**EXTRACT**
--- Start ---
[Strawbale] convection and humidity in straw bale walls
mark at lowenergydesign...
Fri Jan 6 23:50:24 CET 2006
So far as I am aware, nobody has done the necessary experiments to
confirm that it actually happens. This would be a quite expensive
process, involving test rooms built to the appropriate
European/international/American standard, and used for multiple wall
assemblies (plus probably use of a radioactive tracer for some tests). I
think somebody should do it, but it is entirely understandable that
nobody has as yet.
Convection remains, however, the most plausible explanation for the
differences in results between official tests to measure conductivity of
a straw sample and official tests to measure R-value of a wall assembly.
(The residual differences after adjustment of conductivity values to
allow for moisture content, that is)
I don't, however, see any benefit in full barriers between each course,
as this would most likely result in thermal bridging; and you will need
to explain to me the mechanism that is being suggested for convection
currents leading to rot.
--- End ---
**EXTRACTED INFORMATION**
--- Start ---
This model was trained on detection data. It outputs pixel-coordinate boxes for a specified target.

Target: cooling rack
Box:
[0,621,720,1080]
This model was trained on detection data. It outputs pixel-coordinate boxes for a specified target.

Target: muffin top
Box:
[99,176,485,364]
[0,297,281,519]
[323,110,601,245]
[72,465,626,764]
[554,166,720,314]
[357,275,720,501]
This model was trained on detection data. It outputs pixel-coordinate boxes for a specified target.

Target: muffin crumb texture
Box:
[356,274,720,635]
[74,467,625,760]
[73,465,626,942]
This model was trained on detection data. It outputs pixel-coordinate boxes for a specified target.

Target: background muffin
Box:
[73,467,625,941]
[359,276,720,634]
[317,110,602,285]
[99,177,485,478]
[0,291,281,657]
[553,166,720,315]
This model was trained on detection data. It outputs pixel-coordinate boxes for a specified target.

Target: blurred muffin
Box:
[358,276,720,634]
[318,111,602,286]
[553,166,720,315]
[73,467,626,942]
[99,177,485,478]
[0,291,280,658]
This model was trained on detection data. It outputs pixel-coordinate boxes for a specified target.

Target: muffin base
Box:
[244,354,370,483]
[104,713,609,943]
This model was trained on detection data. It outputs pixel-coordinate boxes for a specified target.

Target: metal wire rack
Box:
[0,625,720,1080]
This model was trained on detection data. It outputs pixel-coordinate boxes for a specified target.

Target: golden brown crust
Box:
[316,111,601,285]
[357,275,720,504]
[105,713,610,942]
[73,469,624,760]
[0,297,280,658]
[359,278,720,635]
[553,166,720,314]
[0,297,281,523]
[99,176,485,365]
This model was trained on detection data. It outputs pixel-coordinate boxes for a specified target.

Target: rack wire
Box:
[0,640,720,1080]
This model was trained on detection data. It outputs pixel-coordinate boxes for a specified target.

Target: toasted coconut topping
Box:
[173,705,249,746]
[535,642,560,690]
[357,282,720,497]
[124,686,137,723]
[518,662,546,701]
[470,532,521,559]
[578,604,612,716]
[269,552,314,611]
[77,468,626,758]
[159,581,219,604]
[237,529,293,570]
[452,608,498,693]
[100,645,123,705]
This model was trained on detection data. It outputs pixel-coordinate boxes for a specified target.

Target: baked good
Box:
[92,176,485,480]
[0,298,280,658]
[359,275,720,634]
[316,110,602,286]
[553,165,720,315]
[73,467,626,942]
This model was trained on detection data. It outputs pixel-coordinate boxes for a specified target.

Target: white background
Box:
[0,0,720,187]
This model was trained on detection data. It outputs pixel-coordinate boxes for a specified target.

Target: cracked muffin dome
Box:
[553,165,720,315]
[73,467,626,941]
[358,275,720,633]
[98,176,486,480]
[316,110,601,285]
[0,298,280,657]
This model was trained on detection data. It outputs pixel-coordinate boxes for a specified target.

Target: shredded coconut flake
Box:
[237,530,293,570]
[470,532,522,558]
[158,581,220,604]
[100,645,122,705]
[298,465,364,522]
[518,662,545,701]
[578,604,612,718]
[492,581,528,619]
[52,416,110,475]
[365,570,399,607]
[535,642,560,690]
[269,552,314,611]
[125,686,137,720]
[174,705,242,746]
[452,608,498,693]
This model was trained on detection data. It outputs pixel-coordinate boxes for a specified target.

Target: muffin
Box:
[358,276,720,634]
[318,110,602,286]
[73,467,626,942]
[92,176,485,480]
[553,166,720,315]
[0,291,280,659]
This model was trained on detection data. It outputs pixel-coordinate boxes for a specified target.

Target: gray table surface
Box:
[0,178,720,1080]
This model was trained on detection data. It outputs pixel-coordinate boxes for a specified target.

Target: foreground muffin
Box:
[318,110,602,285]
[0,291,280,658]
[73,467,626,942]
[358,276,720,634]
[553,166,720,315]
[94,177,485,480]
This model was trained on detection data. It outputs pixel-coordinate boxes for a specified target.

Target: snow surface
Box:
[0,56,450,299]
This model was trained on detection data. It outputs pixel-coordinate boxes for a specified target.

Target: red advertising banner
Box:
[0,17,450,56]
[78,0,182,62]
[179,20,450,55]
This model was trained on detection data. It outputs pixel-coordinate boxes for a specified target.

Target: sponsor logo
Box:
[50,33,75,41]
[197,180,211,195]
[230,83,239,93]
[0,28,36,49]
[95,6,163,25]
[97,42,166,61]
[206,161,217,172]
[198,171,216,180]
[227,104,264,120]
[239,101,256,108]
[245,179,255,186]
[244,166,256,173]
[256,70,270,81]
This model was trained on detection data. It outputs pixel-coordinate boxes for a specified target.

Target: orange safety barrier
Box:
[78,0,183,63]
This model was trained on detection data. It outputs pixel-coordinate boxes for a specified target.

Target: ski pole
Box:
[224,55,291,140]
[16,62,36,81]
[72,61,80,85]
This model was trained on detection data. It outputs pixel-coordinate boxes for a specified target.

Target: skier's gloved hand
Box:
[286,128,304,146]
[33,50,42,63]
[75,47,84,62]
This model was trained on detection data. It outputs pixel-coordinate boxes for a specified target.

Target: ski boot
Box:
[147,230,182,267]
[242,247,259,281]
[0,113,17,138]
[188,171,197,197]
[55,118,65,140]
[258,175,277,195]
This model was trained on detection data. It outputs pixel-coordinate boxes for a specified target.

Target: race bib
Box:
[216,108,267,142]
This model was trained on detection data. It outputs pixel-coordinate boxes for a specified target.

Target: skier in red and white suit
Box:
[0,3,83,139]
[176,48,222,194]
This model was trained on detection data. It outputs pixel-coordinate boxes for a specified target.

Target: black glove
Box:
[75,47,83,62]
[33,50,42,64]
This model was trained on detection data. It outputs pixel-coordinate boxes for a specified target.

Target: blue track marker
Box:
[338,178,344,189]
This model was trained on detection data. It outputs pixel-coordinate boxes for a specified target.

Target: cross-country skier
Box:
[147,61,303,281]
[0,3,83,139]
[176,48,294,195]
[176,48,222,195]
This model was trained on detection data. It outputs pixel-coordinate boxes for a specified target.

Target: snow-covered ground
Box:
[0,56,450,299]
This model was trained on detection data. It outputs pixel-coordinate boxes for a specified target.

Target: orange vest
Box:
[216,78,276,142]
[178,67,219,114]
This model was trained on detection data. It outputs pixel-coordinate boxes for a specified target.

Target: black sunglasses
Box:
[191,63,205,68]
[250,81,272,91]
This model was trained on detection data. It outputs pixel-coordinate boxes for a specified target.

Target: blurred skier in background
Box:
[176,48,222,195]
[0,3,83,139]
--- End ---
**GIVEN PROBLEM 1**
Name the standards that, according to the straw bale message, the test rooms would have to be built to.
**GIVEN PROBLEM 2**
Answer these questions about the straw bale message, one per line:
(a) On what date was it sent?
(b) What does the writer say full barriers between each course would most likely result in?
(c) What differences does the writer say convection remains the most plausible explanation for?

**COMPLETE OUTPUT 1**
European, international, American

**COMPLETE OUTPUT 2**
(a) Friday, January 6, 2006
(b) Thermal bridging
(c) The differences in results between official tests to measure conductivity of a straw sample and official tests to measure R-value of a wall assembly